DIRECTIONS FOR THIS TASK – Only lines with the word "green" belong in the answer; copy them from the records below.

MATERIAL SUPPLIED –
-- Opening Marker --

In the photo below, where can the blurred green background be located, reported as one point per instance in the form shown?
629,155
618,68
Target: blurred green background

-- Closing Marker --
-- Opening Marker --

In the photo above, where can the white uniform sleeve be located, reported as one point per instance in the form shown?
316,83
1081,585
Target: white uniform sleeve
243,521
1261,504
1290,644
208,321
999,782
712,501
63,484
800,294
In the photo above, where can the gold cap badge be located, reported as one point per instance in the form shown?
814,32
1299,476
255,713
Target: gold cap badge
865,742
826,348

-- Closing Marker --
-- Opening Marker --

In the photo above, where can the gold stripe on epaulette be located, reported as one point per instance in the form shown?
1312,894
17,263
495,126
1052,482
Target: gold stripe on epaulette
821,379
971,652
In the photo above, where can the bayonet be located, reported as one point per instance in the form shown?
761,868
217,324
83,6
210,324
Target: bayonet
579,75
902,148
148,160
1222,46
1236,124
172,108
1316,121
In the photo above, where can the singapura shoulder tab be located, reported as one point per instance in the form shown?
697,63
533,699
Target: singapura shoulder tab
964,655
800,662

-- Closing Marker --

SOLUTION TO THIS EXERCISE –
In the photo below, where can the blurred green background be located, reported as one point per instance in the form shown?
Target: blurred green background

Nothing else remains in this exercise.